- **EXCERPT PROVIDED**:
↓↓↓

Beneficial interests in Temporary Regulation S Global Notes or IAI Global Notes may be exchanged for interests in Rule 144A Global Notes if (1) such exchange occurs in connection with a transfer of Notes in compliance with Rule 144A and (2) the transferor of the beneficial interest in the Temporary Regulation S Global Note or the IAI Global Note, as applicable, first delivers to the Trustee a written certificate (in a form satisfactory to the Trustee) to the effect that the beneficial interest in the Temporary Regulation S Global Note or the IAI Global Note, as applicable, is being transferred to a Person (a) who the transferor reasonably believes to be a QIB, (b) purchasing for its own account or the account of a QIB in a transaction meeting the requirements of Rule 144A, and (c) in accordance with all applicable securities laws of the States of the United States and other jurisdictions.

↑↑↑

- **AIM 1**:
According to the note exchange excerpt, to whom must the transferor first deliver the written certificate?

- **INFORMATION SHOWN**:
↓↓↓

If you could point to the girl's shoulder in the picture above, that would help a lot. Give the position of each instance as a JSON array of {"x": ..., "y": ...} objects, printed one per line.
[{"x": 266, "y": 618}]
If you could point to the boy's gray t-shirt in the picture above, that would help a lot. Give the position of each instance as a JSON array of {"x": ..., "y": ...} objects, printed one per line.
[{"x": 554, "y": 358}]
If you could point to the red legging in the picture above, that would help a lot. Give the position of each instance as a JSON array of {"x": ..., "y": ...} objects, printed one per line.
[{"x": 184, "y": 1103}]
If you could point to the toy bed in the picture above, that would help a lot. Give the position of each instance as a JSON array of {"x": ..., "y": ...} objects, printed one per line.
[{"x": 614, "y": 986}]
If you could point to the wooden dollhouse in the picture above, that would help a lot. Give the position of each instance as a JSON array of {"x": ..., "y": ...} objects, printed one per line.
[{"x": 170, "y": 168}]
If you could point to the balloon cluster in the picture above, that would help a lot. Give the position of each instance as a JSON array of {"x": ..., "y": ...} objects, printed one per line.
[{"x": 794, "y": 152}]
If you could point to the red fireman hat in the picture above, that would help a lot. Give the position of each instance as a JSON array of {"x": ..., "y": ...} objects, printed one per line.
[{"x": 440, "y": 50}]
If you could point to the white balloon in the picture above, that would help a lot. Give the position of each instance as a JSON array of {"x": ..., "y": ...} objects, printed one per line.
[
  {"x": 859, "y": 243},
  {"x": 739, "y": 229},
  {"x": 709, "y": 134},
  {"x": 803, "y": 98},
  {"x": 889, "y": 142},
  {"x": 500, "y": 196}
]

↑↑↑

- **AIM 2**:
Copy the rows from the line with "If you could point to the white" through the end of the rows, swapping "white balloon" for "pale balloon" and keeping everything else the same.

- **CORRECT RESPONSE 1**:
The Trustee.

- **CORRECT RESPONSE 2**:
If you could point to the pale balloon in the picture above, that would help a lot. Give the position of each instance as a JSON array of {"x": ..., "y": ...} objects, printed one per line.
[
  {"x": 859, "y": 243},
  {"x": 739, "y": 229},
  {"x": 709, "y": 134},
  {"x": 803, "y": 98},
  {"x": 889, "y": 142},
  {"x": 500, "y": 196}
]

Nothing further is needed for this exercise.